[Part of a data file]
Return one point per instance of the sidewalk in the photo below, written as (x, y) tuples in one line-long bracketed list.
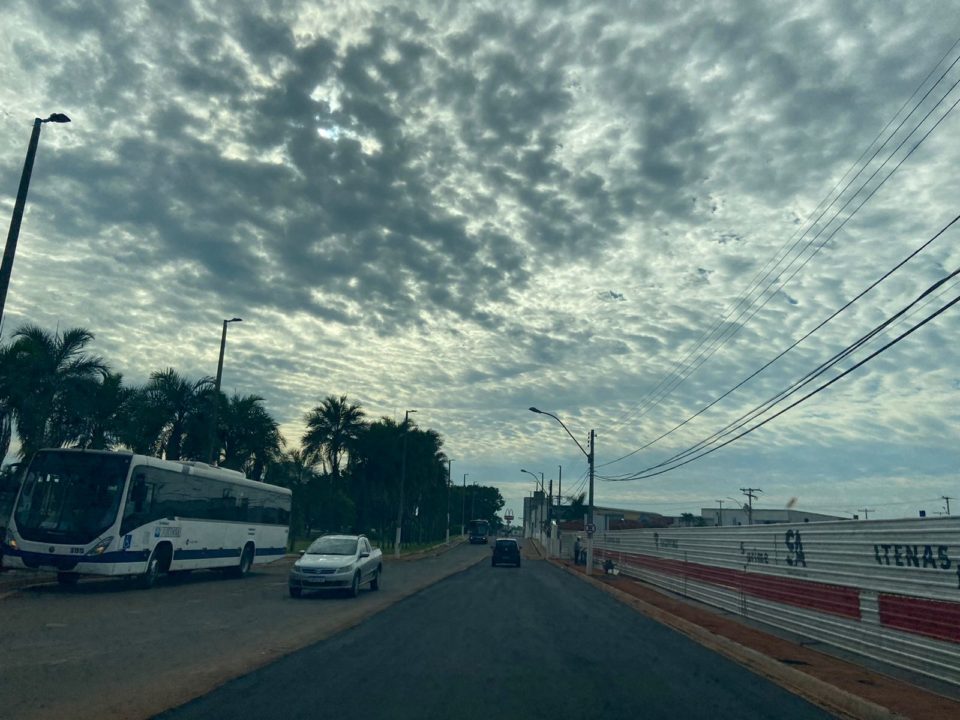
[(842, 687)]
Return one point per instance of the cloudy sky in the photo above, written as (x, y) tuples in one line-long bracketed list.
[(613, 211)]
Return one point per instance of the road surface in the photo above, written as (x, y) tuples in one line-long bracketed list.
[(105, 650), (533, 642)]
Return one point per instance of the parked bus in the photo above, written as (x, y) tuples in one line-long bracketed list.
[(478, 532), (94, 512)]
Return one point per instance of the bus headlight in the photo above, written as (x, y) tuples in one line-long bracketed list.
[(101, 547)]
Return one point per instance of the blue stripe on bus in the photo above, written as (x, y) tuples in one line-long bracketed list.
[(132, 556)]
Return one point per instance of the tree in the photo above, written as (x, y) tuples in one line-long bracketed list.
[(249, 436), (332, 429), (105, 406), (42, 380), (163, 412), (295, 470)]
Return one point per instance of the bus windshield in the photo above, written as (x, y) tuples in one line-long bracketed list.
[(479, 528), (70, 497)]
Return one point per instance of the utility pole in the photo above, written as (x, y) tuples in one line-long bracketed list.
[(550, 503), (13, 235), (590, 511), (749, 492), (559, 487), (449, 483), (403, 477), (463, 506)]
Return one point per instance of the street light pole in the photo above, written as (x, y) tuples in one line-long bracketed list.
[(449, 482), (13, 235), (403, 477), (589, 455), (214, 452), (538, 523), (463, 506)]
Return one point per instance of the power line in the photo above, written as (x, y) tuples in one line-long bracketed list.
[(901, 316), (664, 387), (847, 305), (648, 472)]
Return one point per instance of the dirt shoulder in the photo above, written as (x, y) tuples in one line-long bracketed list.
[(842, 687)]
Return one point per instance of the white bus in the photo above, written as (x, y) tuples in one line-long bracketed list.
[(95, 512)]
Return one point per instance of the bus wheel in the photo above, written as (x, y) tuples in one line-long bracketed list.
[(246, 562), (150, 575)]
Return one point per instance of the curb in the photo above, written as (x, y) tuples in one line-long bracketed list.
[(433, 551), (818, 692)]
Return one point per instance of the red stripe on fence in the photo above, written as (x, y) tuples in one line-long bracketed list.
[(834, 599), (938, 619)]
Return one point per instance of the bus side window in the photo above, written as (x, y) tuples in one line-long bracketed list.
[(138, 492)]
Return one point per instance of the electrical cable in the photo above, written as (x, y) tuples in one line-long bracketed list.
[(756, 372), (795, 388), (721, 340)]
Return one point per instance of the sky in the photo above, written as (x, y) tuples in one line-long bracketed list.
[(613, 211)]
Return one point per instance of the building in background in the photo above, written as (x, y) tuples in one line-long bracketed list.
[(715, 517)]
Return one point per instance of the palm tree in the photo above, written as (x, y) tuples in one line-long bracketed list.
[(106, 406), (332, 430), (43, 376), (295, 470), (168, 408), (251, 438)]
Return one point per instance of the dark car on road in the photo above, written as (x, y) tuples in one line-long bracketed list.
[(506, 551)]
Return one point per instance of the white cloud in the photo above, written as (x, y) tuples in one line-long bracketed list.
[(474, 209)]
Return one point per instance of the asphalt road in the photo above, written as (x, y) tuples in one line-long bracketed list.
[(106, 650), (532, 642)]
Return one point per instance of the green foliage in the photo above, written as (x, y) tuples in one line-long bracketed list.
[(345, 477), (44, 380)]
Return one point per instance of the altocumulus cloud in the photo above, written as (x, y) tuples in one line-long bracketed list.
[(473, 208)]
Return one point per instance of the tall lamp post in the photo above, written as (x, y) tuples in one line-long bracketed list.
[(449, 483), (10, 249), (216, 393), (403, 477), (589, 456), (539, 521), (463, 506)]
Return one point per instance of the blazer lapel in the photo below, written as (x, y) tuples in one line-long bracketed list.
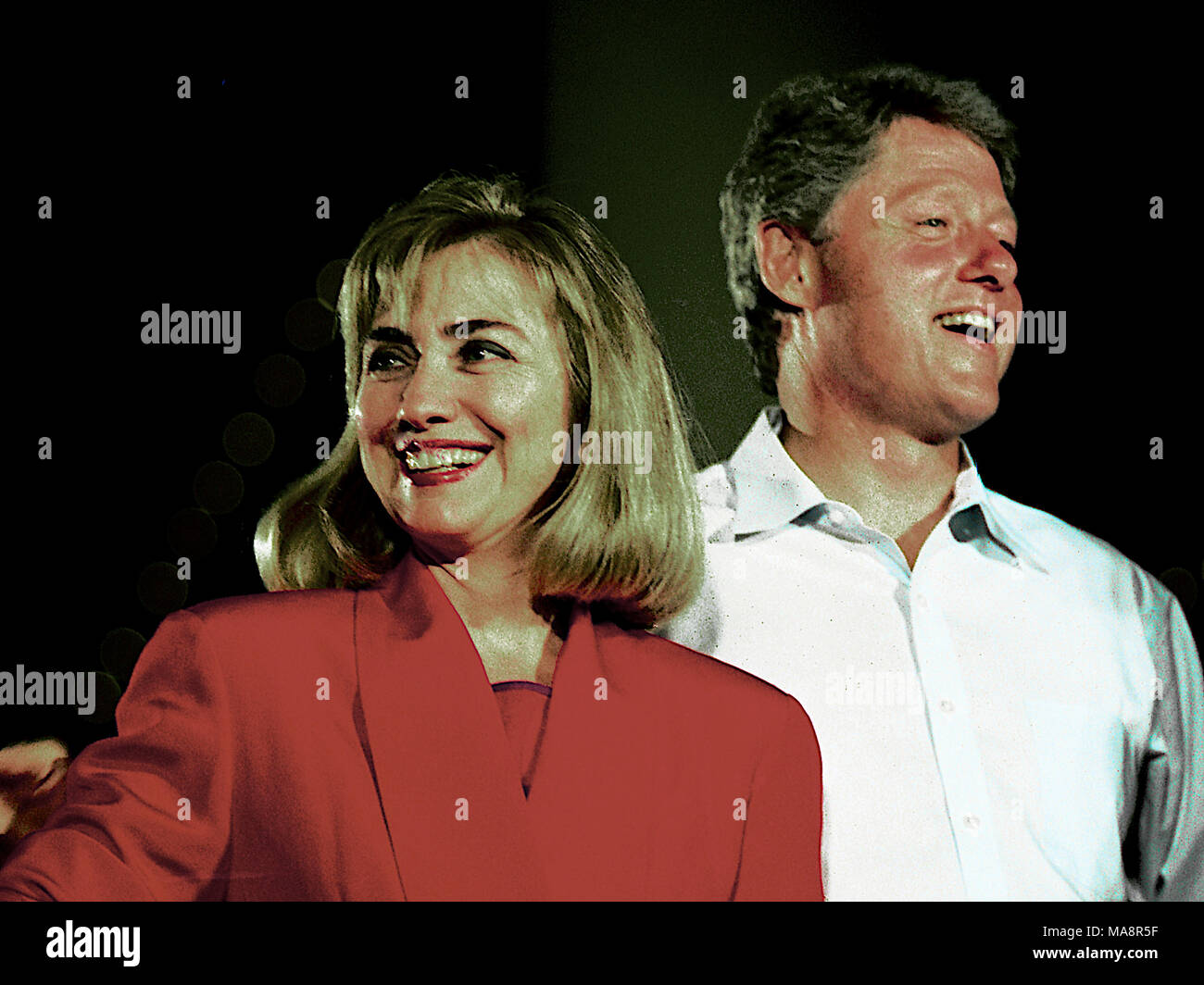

= Short exercise =
Please rewrite all the records above, renaming "one point per instance" to "a single point for each instance" everywhere it occurs and keeping everything else the same. Omit the pictures from your answer.

= Answer for the task =
Return a single point for each instance of the sidewalk in the photo below, written as (x, y) tuples in one line-long bracketed list.
[(842, 687)]
Return a single point for each instance of the cloudy sky in the photo above, written as (x, y) tuples in one line-long bracketed list.
[(613, 211)]
Return a single point for each instance of the road surface in the photo above, written as (x, y) tuples in one line-long bracketed list.
[(105, 650), (533, 642)]
Return a single point for each instance of the parked bus in the photo above, written as (x, y) tuples in one line-long bracketed list.
[(478, 532), (94, 512)]
Return a single point for each instance of the bus headlight in the photo above, written as (x, y) tuples in one line-long bracketed list.
[(101, 547)]
Return a single point for each instance of the blue stripe on bus in the photo above, written as (x, y) tuples in one line-long bracketed list.
[(132, 556)]
Return a single point for each instance of the tree in the photo above, written as (x, y) tuples in one line-long bracketed list.
[(249, 436), (332, 429), (105, 406), (42, 380), (163, 412), (295, 470)]
Return a single point for each instance of the bus windshield in the photo above, written as (x, y) tuples in one line-long bracketed list.
[(479, 528), (70, 497)]
Return a single point for each instance of the utility pole in the photo above, written as (x, y) tuples in one line-long bracketed list.
[(550, 503), (13, 235), (590, 511), (749, 492), (559, 487), (449, 483), (403, 477), (463, 506)]
Return a single point for each instance of the street light pole in the photo above, written as (x, y) tuples in one line-long bracketed list.
[(449, 482), (13, 235), (403, 477), (589, 455), (214, 452), (538, 523), (463, 506)]
Return a single point for each instance of the power line in the photo above, written as (x, y) tuples in one line-long bracketed list.
[(901, 316), (664, 387), (847, 305), (648, 472)]
Return a single point for each instance of the dirt shoulder in the photo above, written as (x, y) tuples in one line-long bracketed list.
[(842, 687)]
Return a single point for each instance of the white bus in the photo above, written as (x, y) tuples in one line-long bracketed list.
[(95, 512)]
Return a single point for each instance of the bus wheel in the photo above, written as (x, y) tuples in one line-long bracketed list.
[(246, 562), (150, 575)]
Return a single point for each instance of the curb in the photo above, written as (x, y) tuples in one line-long bracketed list.
[(433, 551), (818, 692)]
Return a single point for each instance of the red stripe on fence in the photo above, written as (x, y) tuples in one line-long bracketed list.
[(834, 599), (938, 619)]
Return a single point for each instance of the bus side window in the photo above, written as (x, y) tuples in one line-long bracketed list.
[(138, 492)]
Return a single point for each instance of the electrical cable in the photo above, written as (x, y) tuples in one line-long bracketed list.
[(756, 372), (795, 388), (721, 340)]
Return a single point for each instance of the sky in the photo above, written as (x, y) tuples in one line-long bracketed list.
[(613, 211)]
Return a single point for each instance of the building in background in the photo above, written as (x, y) tuples in one line-long bracketed list.
[(715, 517)]
Return a single point for each instance of the palm tree in the photo above, written as (x, y) tuples in one line-long bracketed list.
[(106, 406), (332, 430), (43, 376), (295, 470), (168, 408), (251, 438)]
Return a single point for each instance of the dark car on road in the photo above, written as (x, y) tuples in one line-long bracketed list.
[(506, 551)]
Return a single point for each instance of the white cloud in the photo above, written as (x, y) tuples in one line-long bracketed list.
[(474, 209)]
Return a single point for each instance of the asphalt road in the photo above, written as (x, y) tuples in one line-long bracketed list.
[(106, 650), (532, 642)]
Return a single point for each instance of the green foliage in the photo above, written as (x, y) tuples in one line-long bracketed list.
[(345, 477), (44, 380)]
Return a single point for each instance of the altocumulus cloud in the photo above, written as (x, y) tuples in one line-long bracketed list.
[(473, 208)]
Return a single point for each instance of the tall lamp post in the photo above, written as (x, y) tuples in one line-long bracketed list.
[(449, 483), (10, 249), (216, 393), (403, 477), (589, 456), (539, 521), (463, 506)]
Return a single point for each instance of the blazer lapel in the photo below, written as (x, y) tuples in one line-long bracketed list.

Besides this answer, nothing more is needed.